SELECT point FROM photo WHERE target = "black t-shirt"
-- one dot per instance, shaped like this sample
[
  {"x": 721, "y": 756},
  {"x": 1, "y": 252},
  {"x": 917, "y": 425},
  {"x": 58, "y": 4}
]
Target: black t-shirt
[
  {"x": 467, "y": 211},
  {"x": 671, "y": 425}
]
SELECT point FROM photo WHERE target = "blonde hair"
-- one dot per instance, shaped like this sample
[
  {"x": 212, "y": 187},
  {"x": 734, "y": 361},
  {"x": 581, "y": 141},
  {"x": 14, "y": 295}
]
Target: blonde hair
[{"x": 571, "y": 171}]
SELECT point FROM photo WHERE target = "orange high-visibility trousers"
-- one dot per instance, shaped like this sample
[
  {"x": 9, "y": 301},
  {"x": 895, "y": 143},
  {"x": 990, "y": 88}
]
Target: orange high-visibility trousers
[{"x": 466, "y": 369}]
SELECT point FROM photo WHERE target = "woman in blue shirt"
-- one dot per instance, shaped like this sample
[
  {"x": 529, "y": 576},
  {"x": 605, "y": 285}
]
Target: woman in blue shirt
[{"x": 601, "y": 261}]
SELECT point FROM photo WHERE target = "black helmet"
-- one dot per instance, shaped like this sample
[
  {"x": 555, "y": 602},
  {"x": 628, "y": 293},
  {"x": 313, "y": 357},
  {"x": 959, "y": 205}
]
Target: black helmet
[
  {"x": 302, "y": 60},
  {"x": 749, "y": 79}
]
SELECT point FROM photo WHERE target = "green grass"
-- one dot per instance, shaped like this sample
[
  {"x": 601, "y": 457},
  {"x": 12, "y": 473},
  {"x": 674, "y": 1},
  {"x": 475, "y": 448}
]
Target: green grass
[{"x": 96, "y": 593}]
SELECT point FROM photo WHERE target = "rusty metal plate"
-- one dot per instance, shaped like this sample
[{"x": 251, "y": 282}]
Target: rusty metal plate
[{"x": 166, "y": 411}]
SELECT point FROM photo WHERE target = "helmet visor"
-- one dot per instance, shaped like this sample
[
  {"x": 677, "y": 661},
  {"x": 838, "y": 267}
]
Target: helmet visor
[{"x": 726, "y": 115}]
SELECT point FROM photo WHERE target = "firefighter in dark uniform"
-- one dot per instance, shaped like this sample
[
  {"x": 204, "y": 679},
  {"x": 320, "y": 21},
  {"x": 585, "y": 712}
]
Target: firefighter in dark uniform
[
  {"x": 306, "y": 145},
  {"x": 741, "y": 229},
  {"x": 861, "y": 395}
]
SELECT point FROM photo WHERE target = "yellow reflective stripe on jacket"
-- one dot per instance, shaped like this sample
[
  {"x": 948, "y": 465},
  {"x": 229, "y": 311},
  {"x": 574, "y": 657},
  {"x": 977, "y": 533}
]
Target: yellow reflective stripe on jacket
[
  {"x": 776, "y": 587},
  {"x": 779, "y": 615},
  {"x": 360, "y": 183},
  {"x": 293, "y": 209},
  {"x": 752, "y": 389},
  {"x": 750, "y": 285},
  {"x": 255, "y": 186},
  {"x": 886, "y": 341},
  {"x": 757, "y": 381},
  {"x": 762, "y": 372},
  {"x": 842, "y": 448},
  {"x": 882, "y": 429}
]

Instructions for the task:
From the listing above, reproduce all the lines exactly.

Exercise result:
SELECT point FROM photo WHERE target = "black t-shirt"
-- one dot per instance, shaped like this sample
[
  {"x": 721, "y": 756},
  {"x": 1, "y": 252},
  {"x": 917, "y": 425},
  {"x": 58, "y": 4}
]
Target: black t-shirt
[
  {"x": 467, "y": 211},
  {"x": 671, "y": 425}
]
SELECT point FROM photo WHERE target = "blonde hair"
-- one dot per instance, shaped like this sample
[
  {"x": 212, "y": 187},
  {"x": 734, "y": 361},
  {"x": 581, "y": 141},
  {"x": 14, "y": 295}
]
Target: blonde hair
[{"x": 571, "y": 171}]
SELECT point FROM photo WHERE target = "orange high-visibility trousers"
-- one dot per instance, shaped like this sample
[
  {"x": 9, "y": 301},
  {"x": 895, "y": 143},
  {"x": 990, "y": 88}
]
Target: orange high-visibility trousers
[{"x": 466, "y": 369}]
SELECT point FROM photo WHERE target = "woman in blue shirt"
-- one dot per instance, shaped like this sample
[
  {"x": 529, "y": 576},
  {"x": 605, "y": 285}
]
Target: woman in blue shirt
[{"x": 601, "y": 261}]
SELECT point FROM photo WHERE target = "black helmet"
-- one dot per instance, shaped like this sample
[
  {"x": 555, "y": 602},
  {"x": 628, "y": 293},
  {"x": 313, "y": 357},
  {"x": 959, "y": 205}
]
Target: black helmet
[
  {"x": 302, "y": 60},
  {"x": 749, "y": 79}
]
SELECT point FROM photo WHERE target = "green grass"
-- one dot per instance, shaped like this sample
[
  {"x": 601, "y": 457},
  {"x": 12, "y": 473},
  {"x": 674, "y": 1},
  {"x": 475, "y": 448}
]
Target: green grass
[{"x": 96, "y": 593}]
SELECT point FROM photo WHERE target = "rusty metal plate"
-- one dot per instance, shaped like this sample
[{"x": 251, "y": 282}]
Target: rusty metal plate
[{"x": 166, "y": 411}]
SELECT point FROM photo WHERE target = "helmet visor"
-- one dot per instance, shaped like this sample
[
  {"x": 677, "y": 661},
  {"x": 838, "y": 267}
]
Target: helmet visor
[{"x": 726, "y": 115}]
SELECT point FROM photo WHERE target = "firefighter in dark uniform"
-- one dot per instance, shaped like this sample
[
  {"x": 204, "y": 679},
  {"x": 320, "y": 21},
  {"x": 585, "y": 712}
]
Target: firefighter in dark uniform
[
  {"x": 306, "y": 145},
  {"x": 741, "y": 229},
  {"x": 861, "y": 395}
]
SELECT point FROM photo WHERE target = "yellow reflective stripe on jacket"
-- one dot per instance, shaped like this sample
[
  {"x": 948, "y": 465},
  {"x": 229, "y": 311},
  {"x": 574, "y": 657},
  {"x": 977, "y": 533}
]
Target: yellow reflective stripe on jacket
[
  {"x": 776, "y": 587},
  {"x": 779, "y": 615},
  {"x": 360, "y": 183},
  {"x": 293, "y": 209},
  {"x": 752, "y": 389},
  {"x": 750, "y": 285},
  {"x": 255, "y": 186},
  {"x": 886, "y": 341},
  {"x": 757, "y": 381},
  {"x": 762, "y": 372},
  {"x": 842, "y": 448},
  {"x": 882, "y": 429}
]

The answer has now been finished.